**Brief:**
Collect every line in the records below that contains the word "orange", and copy each line in full.

--- BEGIN ---

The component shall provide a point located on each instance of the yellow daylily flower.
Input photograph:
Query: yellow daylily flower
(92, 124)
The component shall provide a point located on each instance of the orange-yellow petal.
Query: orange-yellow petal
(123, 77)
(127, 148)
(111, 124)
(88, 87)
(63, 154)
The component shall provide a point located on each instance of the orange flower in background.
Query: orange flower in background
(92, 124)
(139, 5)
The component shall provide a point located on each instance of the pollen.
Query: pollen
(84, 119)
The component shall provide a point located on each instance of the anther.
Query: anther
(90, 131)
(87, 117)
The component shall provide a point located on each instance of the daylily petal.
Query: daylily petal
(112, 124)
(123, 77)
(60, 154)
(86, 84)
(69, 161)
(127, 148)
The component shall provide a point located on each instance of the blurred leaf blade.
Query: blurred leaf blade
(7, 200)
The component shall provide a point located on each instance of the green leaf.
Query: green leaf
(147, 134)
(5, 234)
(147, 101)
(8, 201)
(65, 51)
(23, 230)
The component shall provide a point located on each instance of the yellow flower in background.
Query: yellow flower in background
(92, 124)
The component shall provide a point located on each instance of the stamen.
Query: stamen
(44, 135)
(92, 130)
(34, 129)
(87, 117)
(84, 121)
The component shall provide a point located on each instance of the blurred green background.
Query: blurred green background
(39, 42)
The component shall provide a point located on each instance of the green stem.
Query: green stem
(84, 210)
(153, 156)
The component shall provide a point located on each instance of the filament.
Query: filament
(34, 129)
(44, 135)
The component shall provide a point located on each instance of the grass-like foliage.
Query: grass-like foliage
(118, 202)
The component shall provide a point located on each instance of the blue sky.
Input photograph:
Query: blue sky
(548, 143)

--- END ---
--- BEGIN ---

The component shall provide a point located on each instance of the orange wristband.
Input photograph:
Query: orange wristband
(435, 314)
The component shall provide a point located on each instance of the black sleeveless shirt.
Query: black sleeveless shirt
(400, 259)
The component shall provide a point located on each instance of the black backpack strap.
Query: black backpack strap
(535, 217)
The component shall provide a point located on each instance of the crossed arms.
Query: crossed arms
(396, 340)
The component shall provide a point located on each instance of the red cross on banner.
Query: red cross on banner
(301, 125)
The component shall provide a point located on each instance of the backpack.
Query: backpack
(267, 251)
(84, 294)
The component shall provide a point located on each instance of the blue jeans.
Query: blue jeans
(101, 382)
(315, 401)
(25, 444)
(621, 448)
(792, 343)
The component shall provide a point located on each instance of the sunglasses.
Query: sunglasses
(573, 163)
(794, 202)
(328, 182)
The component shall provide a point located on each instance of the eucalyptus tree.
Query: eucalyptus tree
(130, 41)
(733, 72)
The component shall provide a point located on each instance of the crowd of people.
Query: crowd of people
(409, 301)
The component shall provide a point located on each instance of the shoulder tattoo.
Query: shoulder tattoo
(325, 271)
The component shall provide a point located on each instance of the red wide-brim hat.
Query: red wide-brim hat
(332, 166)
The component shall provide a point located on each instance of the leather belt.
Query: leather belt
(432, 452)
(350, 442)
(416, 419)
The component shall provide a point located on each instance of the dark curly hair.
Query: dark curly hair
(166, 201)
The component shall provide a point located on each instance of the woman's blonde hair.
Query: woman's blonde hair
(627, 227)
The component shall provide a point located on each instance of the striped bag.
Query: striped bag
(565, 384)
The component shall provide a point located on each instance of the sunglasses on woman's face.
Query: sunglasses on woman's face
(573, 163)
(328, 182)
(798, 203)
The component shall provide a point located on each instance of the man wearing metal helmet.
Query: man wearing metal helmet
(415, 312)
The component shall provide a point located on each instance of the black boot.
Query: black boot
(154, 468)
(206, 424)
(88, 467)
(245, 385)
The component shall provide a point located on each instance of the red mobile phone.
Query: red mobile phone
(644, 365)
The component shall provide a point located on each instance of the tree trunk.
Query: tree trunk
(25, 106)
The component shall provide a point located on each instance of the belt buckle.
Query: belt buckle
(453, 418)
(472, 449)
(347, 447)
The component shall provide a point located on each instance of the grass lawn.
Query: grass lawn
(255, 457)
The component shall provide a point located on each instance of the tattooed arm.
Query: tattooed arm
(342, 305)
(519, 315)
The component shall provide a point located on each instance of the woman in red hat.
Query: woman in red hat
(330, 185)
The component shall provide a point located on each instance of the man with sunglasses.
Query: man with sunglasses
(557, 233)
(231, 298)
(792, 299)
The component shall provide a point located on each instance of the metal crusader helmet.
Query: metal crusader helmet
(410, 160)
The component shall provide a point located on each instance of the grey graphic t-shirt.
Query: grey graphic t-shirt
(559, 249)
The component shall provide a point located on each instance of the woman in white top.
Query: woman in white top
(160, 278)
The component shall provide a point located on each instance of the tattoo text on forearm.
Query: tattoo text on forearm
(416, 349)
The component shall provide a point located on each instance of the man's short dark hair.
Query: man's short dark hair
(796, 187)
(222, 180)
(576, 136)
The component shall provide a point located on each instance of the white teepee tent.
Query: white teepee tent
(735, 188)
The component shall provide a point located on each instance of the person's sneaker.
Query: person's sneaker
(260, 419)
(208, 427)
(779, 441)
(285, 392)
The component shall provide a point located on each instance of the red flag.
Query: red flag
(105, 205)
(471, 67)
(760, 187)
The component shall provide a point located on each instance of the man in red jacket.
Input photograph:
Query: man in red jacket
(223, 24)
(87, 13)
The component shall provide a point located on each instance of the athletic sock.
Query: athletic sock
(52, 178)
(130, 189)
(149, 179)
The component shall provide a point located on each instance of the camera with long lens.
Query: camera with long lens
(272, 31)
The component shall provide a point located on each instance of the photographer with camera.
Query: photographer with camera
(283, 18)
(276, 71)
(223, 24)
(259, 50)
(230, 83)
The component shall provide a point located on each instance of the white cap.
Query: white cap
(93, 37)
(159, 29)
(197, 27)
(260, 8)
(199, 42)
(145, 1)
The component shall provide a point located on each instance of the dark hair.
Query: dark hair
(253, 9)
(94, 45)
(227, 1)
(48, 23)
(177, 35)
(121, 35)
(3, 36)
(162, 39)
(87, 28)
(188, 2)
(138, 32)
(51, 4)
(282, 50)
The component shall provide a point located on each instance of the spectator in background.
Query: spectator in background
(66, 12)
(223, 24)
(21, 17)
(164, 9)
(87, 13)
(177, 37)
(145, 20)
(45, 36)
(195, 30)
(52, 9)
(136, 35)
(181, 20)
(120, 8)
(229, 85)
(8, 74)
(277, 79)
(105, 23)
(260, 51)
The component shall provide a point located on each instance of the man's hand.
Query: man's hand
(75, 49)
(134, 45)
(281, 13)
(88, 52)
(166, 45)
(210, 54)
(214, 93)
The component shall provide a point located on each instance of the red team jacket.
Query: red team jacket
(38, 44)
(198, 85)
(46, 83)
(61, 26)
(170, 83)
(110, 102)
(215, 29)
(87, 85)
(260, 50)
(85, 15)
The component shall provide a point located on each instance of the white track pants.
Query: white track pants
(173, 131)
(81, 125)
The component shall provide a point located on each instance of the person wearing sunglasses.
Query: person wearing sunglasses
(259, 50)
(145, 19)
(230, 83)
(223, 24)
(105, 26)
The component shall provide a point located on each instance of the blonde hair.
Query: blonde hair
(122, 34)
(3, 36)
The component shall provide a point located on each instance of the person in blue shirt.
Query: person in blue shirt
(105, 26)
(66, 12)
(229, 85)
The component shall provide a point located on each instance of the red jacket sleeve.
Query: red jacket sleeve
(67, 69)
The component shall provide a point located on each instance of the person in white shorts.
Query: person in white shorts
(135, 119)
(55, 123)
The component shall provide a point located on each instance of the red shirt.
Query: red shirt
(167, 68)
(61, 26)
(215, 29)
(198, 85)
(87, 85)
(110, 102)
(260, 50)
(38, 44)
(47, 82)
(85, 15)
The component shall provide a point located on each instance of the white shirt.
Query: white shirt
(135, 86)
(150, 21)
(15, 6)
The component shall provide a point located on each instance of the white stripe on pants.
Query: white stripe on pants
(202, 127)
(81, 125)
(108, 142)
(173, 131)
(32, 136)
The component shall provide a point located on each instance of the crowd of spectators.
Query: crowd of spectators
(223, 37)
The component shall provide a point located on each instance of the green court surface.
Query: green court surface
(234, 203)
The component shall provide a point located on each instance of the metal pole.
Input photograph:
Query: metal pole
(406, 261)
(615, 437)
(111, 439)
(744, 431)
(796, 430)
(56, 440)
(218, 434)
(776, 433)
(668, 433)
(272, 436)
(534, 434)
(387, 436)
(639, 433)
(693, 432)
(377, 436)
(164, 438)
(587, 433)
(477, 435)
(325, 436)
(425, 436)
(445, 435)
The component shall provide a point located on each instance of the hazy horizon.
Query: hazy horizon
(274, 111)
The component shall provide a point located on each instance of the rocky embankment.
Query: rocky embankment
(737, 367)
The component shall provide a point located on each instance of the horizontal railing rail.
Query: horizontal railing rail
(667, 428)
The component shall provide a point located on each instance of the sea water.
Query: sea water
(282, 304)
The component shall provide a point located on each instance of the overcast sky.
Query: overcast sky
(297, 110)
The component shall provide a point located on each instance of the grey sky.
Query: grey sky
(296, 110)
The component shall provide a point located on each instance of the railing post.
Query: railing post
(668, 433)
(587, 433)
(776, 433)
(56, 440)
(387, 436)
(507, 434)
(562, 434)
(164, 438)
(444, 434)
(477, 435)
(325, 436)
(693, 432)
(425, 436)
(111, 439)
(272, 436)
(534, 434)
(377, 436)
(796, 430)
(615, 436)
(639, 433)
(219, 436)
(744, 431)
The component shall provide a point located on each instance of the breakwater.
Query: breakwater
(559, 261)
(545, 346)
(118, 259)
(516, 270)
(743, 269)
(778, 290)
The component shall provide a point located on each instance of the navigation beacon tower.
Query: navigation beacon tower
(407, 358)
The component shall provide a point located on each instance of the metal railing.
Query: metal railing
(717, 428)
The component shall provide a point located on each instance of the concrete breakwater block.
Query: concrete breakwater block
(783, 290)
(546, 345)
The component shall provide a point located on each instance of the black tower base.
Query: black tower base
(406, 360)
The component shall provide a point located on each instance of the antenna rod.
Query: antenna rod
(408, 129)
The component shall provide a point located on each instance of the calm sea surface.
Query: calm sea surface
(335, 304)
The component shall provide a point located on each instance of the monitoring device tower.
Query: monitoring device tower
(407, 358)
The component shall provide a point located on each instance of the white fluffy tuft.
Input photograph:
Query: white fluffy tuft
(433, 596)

--- END ---

**Worked solution:**
The component shall provide a point located on each instance of the orange-yellow petal.
Query: orange-yellow petal
The component shall provide a point located on each instance of the orange flower in background.
Query: orange flower in background
The component shall provide a point located on each instance of the orange wristband.
Query: orange wristband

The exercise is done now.